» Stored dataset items
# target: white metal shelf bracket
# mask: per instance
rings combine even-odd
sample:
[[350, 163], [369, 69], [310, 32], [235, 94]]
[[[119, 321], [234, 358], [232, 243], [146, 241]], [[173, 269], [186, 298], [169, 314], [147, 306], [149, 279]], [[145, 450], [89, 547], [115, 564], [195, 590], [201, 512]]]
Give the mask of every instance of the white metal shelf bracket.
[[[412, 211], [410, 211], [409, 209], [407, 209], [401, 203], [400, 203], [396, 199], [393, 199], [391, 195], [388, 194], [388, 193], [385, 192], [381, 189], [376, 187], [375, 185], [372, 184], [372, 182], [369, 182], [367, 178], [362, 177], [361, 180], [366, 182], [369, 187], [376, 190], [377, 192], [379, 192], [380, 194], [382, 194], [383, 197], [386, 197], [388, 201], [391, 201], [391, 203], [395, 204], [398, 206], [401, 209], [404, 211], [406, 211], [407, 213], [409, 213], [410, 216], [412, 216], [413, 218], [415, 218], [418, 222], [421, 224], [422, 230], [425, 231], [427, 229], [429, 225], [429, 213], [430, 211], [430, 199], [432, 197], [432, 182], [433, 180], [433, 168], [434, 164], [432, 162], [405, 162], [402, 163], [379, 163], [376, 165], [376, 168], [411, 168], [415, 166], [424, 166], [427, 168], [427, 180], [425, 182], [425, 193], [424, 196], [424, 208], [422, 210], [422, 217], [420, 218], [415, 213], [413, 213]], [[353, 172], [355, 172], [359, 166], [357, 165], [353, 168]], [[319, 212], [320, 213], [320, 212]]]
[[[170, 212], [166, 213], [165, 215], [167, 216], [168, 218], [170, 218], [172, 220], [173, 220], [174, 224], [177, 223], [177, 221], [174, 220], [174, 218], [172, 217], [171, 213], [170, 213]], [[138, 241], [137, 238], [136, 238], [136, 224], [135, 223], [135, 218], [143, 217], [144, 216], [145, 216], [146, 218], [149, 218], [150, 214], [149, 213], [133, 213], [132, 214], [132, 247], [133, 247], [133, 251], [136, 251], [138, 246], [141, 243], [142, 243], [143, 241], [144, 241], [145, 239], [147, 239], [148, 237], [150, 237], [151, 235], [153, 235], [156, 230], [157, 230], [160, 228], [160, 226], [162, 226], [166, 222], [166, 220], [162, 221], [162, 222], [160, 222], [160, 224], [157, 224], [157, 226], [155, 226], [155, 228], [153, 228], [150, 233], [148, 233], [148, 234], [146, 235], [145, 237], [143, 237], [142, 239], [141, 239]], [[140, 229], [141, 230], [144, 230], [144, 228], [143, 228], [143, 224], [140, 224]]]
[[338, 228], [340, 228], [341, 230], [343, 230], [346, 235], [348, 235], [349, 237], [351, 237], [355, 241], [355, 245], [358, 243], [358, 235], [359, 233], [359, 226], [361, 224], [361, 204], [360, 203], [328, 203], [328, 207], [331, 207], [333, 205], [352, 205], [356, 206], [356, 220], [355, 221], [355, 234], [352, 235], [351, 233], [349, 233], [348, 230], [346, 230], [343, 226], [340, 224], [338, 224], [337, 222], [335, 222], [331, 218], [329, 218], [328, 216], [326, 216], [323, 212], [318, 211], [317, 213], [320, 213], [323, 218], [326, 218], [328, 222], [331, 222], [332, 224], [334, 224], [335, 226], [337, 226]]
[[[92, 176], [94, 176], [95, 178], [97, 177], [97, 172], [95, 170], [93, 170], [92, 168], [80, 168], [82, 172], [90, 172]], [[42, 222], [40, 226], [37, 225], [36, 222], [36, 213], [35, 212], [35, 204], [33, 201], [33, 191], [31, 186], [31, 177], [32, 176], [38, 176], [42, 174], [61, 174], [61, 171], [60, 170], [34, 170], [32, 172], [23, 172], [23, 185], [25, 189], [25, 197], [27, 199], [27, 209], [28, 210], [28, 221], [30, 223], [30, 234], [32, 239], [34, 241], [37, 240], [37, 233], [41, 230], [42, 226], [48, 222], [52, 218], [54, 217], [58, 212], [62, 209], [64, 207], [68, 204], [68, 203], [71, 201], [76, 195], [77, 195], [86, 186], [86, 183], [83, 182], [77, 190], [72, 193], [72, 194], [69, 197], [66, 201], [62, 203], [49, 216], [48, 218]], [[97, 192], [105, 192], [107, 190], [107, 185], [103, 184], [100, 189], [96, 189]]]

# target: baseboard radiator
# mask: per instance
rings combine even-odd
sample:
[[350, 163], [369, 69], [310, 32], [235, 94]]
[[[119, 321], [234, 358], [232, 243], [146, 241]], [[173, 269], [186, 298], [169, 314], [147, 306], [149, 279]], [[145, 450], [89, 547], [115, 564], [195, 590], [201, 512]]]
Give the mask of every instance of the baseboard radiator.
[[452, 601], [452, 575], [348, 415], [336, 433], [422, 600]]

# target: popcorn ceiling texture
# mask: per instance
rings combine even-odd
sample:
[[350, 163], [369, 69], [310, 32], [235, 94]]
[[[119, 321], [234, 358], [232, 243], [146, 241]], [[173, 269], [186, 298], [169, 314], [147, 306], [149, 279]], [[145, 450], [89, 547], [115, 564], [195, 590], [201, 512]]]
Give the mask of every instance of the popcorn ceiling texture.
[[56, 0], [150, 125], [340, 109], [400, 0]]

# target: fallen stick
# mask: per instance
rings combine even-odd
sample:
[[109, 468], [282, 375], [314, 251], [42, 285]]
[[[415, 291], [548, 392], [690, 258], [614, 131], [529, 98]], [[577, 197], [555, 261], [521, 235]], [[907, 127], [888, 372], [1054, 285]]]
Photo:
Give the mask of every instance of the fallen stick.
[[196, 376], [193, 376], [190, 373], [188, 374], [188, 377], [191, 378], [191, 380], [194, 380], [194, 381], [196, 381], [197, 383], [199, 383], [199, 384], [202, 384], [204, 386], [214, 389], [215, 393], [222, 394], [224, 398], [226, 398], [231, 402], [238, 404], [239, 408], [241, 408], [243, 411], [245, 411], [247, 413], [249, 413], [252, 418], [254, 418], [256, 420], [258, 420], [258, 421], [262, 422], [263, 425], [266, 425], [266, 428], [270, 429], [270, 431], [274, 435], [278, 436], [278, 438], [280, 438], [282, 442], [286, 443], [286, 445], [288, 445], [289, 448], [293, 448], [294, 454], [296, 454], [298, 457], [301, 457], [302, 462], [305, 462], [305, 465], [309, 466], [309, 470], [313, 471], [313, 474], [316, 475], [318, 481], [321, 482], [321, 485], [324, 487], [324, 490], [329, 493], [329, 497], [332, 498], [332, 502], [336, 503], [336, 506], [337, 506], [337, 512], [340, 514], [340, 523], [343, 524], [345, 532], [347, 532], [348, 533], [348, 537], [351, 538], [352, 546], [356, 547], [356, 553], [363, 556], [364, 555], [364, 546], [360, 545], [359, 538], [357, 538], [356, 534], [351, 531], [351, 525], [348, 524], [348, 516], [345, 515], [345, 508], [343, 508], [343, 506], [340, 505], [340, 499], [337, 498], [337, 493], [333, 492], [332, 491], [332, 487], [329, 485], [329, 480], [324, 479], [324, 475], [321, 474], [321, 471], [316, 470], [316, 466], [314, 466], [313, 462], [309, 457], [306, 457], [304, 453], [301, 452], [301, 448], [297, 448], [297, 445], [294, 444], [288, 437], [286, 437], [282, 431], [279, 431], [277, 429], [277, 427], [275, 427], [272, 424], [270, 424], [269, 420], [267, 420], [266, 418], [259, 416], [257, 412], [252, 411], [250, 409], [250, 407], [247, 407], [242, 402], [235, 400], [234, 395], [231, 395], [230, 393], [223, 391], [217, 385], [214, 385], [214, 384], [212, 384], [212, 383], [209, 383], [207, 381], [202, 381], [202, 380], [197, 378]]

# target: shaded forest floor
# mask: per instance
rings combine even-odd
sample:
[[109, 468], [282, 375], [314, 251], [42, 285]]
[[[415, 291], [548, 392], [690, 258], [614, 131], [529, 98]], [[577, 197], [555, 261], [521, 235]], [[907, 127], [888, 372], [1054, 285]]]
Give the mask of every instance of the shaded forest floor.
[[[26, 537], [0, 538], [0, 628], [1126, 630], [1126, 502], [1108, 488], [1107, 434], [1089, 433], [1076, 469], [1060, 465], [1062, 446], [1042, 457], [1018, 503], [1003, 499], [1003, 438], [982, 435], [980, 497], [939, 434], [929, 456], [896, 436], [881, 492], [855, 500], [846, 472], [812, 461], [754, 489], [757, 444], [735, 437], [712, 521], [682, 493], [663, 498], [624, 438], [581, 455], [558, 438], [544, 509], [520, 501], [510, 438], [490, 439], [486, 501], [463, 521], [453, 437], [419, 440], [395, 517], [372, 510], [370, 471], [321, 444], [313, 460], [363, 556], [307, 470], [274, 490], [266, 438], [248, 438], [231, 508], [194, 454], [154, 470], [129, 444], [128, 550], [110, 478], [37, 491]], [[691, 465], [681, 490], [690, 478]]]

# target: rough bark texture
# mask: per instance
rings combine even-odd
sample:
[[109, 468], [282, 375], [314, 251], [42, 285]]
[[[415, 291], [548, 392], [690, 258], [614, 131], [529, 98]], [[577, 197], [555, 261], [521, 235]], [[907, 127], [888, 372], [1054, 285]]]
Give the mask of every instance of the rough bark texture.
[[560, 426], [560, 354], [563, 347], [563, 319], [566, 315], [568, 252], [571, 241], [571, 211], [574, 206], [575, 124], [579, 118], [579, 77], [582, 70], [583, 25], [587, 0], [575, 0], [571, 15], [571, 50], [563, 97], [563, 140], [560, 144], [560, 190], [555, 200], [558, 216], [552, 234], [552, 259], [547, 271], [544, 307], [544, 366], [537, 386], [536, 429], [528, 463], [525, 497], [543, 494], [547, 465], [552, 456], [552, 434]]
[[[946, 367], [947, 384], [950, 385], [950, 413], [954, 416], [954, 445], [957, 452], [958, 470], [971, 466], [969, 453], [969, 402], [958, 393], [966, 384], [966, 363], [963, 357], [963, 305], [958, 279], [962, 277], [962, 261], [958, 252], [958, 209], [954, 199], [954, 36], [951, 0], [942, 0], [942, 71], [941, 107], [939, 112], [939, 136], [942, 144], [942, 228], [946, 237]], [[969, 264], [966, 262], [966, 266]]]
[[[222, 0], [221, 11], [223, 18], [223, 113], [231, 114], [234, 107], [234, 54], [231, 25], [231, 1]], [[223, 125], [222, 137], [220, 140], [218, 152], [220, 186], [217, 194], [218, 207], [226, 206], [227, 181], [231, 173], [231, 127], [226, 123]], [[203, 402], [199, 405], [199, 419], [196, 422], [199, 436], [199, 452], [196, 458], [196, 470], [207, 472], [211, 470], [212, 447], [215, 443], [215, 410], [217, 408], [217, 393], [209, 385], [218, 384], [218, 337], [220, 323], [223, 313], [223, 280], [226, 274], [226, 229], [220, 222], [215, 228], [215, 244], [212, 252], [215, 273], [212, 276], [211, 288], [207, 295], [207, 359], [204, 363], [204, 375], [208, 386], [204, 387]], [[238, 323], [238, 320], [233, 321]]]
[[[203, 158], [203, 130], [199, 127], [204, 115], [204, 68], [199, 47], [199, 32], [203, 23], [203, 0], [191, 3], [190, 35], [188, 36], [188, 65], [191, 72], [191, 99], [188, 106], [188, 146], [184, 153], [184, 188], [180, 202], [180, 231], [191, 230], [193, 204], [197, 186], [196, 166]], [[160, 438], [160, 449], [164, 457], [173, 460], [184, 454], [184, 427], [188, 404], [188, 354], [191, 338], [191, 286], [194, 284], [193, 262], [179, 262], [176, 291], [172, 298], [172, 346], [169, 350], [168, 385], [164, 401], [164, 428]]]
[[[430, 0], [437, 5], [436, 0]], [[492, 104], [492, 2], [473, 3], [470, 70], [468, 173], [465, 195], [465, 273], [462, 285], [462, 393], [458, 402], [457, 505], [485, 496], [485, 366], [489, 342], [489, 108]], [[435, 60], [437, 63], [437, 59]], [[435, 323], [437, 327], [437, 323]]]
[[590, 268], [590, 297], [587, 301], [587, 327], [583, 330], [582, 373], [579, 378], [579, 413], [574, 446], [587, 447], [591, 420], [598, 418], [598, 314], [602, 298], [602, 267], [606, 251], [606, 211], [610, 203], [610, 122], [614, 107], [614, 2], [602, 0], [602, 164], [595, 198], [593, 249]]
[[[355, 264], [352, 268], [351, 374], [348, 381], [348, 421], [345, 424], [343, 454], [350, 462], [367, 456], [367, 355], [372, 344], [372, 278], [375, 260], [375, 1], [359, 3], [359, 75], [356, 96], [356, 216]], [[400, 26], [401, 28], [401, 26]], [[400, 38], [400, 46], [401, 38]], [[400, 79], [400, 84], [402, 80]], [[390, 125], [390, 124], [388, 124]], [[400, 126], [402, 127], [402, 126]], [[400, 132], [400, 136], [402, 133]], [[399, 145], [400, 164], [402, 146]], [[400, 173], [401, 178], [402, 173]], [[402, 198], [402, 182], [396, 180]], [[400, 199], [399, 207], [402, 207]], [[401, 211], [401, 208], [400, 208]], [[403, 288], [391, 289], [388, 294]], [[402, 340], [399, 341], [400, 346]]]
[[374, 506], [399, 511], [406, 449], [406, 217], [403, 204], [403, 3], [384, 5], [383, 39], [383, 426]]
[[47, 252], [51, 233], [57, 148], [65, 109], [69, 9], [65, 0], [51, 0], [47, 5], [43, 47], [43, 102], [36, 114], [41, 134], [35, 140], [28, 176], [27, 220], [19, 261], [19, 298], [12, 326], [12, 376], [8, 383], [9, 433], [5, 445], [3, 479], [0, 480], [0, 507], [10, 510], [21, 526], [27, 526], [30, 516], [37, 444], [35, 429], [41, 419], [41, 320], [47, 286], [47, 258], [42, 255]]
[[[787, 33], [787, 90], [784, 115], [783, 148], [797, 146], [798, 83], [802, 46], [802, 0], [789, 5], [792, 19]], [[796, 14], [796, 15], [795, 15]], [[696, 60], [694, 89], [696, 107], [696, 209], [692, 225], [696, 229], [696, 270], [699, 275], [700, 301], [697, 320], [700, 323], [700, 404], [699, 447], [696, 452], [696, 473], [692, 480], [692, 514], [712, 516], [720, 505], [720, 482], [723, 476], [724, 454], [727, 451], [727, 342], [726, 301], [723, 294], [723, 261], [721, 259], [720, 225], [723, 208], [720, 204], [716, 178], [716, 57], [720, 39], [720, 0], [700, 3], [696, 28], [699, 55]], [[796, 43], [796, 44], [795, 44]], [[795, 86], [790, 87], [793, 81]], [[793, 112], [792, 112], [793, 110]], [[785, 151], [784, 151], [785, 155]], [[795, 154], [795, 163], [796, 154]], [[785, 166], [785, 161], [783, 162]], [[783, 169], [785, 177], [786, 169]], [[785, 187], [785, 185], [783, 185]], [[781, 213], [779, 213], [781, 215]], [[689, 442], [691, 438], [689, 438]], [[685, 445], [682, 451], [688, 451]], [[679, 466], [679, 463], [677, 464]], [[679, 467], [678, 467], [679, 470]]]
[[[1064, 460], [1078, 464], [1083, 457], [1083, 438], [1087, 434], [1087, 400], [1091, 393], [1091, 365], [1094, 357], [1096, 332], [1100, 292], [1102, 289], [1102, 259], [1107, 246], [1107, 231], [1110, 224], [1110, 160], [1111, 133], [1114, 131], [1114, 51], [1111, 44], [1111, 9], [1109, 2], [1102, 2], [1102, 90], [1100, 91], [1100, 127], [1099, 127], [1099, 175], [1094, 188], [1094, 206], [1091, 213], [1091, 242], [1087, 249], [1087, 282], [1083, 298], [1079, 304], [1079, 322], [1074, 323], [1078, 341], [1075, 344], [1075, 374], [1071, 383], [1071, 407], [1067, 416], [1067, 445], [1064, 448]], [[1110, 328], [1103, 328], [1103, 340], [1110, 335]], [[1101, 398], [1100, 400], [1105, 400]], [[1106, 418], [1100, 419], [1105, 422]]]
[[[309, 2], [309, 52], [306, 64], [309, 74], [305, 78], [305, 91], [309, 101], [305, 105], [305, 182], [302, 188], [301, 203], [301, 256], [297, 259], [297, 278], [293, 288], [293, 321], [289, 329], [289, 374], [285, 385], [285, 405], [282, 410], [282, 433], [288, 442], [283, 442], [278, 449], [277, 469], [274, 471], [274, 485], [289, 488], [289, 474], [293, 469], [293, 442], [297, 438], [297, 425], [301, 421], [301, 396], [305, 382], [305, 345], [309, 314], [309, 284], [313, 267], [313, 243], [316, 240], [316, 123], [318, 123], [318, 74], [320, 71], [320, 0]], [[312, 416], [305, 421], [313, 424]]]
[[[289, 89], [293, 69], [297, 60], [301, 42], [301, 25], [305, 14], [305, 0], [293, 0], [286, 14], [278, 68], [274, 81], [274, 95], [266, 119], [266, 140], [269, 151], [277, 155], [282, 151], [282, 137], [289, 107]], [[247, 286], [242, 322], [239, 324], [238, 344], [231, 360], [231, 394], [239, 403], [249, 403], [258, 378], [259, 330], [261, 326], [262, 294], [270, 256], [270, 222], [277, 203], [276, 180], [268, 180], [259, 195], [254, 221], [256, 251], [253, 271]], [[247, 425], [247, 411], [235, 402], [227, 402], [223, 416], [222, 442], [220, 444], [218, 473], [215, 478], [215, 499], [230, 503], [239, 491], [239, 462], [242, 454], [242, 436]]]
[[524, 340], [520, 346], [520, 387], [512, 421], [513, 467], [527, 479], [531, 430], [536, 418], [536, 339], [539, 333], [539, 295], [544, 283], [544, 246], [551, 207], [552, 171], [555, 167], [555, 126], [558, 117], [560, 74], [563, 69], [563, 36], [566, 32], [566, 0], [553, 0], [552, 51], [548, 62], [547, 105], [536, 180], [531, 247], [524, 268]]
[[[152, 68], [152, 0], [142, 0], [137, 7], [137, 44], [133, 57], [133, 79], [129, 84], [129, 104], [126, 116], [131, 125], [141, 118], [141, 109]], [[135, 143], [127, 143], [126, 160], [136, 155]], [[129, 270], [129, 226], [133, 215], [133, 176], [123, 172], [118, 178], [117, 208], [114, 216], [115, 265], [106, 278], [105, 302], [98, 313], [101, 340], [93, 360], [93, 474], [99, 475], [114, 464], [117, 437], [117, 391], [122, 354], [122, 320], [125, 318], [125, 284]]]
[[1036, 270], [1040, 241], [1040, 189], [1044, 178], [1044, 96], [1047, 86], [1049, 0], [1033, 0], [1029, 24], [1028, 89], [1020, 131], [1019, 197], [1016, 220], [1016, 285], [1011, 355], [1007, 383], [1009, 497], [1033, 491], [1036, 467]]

» Brief
Please pull out every line of the records that contains the string "shelf", matching case exactly.

» Expected answer
# target: white metal shelf bracket
Give the mask of every instance of the white metal shelf bracket.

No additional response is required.